◆ Tasks to perform
1. In the Java caching post, which class does the author use in place of HashMap?
2. Substitute "bloom" for "flower blossom" in the records, from the line containing "Look at this image and locate every instance of pink" through the end of the records, and return only those lines with everything else left unchanged.

Feeds:
Posts
Comments

Archive for January, 2010

After the previous post, I was still uncertain about the best and safe way to manage a cache of objects without paying too much price for the apparently unvoidable synchronization!

Then I found these articles:


Concurrent structures and collections in Java 5

Java theory and practice: Concurrent collections classes

So it suffices to replace the class HashMap by ConcurrentHashMap, like this:


private ConcurrentMap<String, HeavyObject> cache 
  = new ConcurrentHashMap<String, HeavyObject>();

public HeavyObject getHeavyObject(String key) {
    HeavyObject anObject = cache.get(key);
    if (anObject  == null) {
        anObject = getHeavyObjectFromDataBase(key);
        cache.put(key, anObject);
    }
    return anObject;
}

It is not perfect still, because there is a possibility that two threads add the same object in a very short time. But at least, when an object is already in the cache, there is apparently a very little overhead compared to traditionnal synchronization and there is no risk of corrupting the map by concurrent updates.

Notice that I am not using the method putIfAbsent because anyway I will have paid the price of retrieving the object from the database, so, I prefer refreshing the cache with the most current object.

If you use JMX to reload objects after they have been modified externaly in the database, you need simply to do this:


public void reloadObject(String key) {
    anObject = getHeavyObjectFromDataBase(key);
    cache.put(key, anObject);   
}

This is the best way I found so far. I will use it now for all projects.

Thank you Neil Coffey and Brian Goetz !

Read Full Post »

Let’s say that you need random access to some persisted objects and that retrieving them is a costly operation.

You will naturally come up with the idea of putting these objects into a cache. Each time you need a particular object, you will first look in the cache, in case it has already been read. If it has not, you will read it from the database or the related service and you will put it in the cache for later use, before delivering it to the requester. This is a classical method.

For example, assuming we want to put instances of HeavyObject in cache and that the key of these objects is a String:


private Map<String, HeavyObject> cache = new HashMap<String, HeavyObject>();

public synchronized HeavyObject getHeavyObject(String key) {
    HeavyObject anObject = cache.get(key);
    if (anObject  == null) {
        anObject = getHeavyObjectFromDataBase(key);
        cache.put(key, anObject);
    }
    return anObject;
}

If you are in a multi-threaded environment, you need to synchronize the getHeavyObject() method. Otherwise the cache map could be (and will be) corrupted by concurrent modification. In simple case, where the cached objects are not mutable it could not be a big deal, resulting only in reading more objects than necessary. But in more complex situations, it could simply be not acceptable.

With synchronization you ensure the data integrity. The problem is that you pay a price for this synchronization even when the hit ratio is growing high, meaning that most objects requested happen to be already in the cache.

You could be tempted by a technique called “double-check”, to cancel the synchronization time penalty. I will not describe this technique here, first because it has been explained numerous times and you can easily find articles on it. But I will simply say that it is proved that this technique just don’t work, due to the way the JVM optimizes its memory accesses.

◆ Entries provided

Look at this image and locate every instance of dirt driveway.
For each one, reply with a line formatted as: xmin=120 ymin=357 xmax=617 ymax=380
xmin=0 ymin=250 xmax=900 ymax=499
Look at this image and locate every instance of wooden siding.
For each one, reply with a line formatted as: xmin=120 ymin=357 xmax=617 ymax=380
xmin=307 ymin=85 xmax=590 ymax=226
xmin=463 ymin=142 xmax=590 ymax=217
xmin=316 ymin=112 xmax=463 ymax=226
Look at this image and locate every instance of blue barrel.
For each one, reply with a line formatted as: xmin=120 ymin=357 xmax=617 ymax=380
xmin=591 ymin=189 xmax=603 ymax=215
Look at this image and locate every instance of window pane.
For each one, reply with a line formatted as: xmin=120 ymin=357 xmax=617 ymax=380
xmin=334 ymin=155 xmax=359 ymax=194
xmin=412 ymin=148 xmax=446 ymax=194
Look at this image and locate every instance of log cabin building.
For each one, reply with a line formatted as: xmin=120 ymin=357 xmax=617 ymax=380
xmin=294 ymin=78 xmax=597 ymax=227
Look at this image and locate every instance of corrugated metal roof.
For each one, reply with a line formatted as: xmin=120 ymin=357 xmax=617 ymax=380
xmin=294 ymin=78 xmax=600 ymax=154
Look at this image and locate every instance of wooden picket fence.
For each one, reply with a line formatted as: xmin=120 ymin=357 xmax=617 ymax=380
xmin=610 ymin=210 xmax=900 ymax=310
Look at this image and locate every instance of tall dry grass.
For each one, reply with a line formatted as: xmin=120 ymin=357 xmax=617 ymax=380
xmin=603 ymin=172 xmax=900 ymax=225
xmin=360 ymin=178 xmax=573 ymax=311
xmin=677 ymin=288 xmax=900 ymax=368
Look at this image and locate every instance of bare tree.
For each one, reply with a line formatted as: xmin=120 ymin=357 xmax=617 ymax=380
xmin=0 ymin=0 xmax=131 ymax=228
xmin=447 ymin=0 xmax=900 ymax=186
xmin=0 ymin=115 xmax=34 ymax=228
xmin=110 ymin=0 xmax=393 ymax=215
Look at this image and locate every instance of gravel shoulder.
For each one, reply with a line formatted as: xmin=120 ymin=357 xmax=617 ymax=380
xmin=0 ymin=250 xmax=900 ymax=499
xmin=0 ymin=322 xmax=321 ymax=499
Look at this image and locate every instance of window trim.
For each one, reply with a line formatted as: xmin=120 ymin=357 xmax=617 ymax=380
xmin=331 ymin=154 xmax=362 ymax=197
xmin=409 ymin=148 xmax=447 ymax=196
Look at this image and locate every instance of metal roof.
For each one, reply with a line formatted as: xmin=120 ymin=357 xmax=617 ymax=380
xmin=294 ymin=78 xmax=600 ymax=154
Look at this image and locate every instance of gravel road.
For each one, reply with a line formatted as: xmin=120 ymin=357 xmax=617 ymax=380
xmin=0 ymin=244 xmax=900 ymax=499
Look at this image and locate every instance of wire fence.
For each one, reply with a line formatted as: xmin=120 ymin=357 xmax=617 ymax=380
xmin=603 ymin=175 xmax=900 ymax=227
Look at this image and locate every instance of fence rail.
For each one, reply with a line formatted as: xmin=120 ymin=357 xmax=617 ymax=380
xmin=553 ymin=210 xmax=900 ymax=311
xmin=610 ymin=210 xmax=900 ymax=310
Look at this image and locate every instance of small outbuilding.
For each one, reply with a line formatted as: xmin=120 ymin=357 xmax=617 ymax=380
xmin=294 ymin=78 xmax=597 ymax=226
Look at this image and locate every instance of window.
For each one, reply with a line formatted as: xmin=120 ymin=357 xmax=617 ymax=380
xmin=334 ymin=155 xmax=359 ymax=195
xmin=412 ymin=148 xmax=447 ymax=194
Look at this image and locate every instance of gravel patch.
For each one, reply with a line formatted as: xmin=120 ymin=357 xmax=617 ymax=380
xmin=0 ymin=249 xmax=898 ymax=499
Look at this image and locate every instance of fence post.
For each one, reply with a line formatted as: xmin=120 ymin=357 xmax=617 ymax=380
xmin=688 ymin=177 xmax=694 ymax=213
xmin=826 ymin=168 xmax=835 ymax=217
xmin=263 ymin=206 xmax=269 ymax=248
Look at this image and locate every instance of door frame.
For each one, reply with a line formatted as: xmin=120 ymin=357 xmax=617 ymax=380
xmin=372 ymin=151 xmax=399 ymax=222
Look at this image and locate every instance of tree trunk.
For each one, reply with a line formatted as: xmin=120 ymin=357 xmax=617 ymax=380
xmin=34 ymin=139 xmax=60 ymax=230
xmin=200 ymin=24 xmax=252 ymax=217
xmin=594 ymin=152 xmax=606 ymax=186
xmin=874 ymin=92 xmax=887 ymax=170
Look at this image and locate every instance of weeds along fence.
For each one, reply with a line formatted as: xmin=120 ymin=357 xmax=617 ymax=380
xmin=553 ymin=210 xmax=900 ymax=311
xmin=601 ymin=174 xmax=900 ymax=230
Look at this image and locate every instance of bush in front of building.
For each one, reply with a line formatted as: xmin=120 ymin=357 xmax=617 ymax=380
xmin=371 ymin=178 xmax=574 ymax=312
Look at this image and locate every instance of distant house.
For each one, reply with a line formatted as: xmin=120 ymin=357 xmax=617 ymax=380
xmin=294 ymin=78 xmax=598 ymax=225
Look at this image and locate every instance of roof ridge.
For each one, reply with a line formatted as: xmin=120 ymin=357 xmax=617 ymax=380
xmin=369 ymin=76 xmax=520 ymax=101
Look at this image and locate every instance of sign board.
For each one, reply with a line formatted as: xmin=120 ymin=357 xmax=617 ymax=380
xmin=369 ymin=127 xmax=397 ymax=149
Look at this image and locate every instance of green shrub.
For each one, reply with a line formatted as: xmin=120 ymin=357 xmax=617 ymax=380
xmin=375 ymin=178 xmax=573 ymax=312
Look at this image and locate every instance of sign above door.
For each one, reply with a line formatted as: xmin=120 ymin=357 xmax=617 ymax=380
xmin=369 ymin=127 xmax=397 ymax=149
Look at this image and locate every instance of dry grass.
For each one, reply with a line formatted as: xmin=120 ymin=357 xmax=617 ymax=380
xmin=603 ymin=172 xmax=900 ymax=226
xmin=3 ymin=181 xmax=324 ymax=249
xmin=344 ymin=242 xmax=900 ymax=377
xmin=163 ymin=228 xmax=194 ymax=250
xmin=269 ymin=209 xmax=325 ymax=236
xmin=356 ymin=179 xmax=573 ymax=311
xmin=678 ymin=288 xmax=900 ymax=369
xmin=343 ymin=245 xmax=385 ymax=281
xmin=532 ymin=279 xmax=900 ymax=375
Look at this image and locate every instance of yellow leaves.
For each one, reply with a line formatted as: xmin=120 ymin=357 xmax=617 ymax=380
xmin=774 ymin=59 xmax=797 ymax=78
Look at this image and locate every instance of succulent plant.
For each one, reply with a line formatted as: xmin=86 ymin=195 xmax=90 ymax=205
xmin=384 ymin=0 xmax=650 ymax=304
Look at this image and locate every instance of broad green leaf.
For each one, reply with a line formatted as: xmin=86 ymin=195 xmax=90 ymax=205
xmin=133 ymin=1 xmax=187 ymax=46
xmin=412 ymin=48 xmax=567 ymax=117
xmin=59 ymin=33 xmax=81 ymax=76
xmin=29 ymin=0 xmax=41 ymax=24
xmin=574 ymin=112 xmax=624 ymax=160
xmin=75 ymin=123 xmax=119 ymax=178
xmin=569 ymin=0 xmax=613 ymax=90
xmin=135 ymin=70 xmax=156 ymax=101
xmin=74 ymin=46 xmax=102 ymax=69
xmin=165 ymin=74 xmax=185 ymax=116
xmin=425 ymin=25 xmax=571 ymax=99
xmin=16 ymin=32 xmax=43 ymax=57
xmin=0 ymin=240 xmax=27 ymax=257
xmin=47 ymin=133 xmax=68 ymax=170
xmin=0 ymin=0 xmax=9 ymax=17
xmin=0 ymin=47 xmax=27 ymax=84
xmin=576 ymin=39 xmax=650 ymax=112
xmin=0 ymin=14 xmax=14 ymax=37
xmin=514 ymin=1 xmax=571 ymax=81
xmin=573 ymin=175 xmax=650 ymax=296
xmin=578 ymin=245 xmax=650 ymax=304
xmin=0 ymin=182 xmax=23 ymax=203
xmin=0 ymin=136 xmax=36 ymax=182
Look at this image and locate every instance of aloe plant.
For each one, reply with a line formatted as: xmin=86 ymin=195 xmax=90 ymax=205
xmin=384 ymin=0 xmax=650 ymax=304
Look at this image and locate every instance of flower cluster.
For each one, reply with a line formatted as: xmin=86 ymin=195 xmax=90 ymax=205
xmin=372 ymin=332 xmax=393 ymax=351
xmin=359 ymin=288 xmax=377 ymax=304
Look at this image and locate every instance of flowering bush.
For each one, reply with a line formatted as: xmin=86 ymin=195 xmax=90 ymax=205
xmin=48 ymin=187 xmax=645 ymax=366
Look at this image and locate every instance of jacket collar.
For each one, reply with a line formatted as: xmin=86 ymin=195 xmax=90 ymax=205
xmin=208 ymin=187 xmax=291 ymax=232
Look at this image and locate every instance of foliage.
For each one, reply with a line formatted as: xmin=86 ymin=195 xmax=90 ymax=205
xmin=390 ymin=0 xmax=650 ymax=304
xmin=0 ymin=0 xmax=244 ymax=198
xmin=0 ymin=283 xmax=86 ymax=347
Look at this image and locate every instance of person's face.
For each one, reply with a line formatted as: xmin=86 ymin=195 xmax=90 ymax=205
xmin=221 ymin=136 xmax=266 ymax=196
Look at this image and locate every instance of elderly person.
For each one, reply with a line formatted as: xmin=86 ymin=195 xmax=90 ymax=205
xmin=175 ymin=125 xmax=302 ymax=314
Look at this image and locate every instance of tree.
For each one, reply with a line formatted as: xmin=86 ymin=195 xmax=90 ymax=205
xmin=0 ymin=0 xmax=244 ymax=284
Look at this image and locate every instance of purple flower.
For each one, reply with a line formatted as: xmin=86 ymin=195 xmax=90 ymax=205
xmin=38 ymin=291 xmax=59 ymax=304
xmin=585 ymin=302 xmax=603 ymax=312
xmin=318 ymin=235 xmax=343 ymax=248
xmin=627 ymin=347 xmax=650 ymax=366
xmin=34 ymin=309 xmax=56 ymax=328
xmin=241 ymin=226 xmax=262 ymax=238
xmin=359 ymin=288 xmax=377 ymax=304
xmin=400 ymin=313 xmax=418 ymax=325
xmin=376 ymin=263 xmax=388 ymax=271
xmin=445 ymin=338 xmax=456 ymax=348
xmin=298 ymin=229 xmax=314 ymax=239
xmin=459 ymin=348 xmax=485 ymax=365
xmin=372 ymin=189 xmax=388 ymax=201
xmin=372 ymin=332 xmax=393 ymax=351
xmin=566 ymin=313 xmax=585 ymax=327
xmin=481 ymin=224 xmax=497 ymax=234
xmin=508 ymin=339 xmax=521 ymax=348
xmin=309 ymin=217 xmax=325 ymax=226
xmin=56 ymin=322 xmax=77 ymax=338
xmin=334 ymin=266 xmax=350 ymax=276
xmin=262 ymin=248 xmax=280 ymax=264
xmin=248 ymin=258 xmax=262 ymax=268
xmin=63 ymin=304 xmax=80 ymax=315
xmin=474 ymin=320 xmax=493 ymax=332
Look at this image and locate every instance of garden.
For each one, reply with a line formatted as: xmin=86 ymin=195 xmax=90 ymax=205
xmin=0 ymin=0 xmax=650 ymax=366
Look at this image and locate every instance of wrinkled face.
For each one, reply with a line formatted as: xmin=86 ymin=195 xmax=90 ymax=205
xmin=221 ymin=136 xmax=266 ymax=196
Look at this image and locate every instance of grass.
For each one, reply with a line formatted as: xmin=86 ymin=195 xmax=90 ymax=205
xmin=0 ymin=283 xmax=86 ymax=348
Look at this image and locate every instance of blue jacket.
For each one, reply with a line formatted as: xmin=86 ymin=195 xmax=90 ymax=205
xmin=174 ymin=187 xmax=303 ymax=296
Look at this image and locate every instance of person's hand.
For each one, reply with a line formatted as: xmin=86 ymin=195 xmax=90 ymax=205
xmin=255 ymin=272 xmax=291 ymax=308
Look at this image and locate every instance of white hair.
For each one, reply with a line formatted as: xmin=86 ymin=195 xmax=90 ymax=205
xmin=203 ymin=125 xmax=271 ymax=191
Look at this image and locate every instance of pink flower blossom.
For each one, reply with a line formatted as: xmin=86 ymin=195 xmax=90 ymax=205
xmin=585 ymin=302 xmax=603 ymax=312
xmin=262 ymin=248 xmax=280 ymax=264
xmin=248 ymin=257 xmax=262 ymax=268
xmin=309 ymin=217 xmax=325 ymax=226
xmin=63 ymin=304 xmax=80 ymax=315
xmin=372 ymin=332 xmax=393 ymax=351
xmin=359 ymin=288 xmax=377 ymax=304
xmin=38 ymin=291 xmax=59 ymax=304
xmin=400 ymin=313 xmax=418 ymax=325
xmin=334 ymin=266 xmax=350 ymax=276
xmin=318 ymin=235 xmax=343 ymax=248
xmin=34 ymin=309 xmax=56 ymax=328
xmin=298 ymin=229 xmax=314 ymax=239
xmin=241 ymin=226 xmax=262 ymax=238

◆ Results of the tasks
1. ConcurrentHashMap

2.
Look at this image and locate every instance of pink bloom.
For each one, reply with a line formatted as: xmin=86 ymin=195 xmax=90 ymax=205
xmin=585 ymin=302 xmax=603 ymax=312
xmin=262 ymin=248 xmax=280 ymax=264
xmin=248 ymin=257 xmax=262 ymax=268
xmin=309 ymin=217 xmax=325 ymax=226
xmin=63 ymin=304 xmax=80 ymax=315
xmin=372 ymin=332 xmax=393 ymax=351
xmin=359 ymin=288 xmax=377 ymax=304
xmin=38 ymin=291 xmax=59 ymax=304
xmin=400 ymin=313 xmax=418 ymax=325
xmin=334 ymin=266 xmax=350 ymax=276
xmin=318 ymin=235 xmax=343 ymax=248
xmin=34 ymin=309 xmax=56 ymax=328
xmin=298 ymin=229 xmax=314 ymax=239
xmin=241 ymin=226 xmax=262 ymax=238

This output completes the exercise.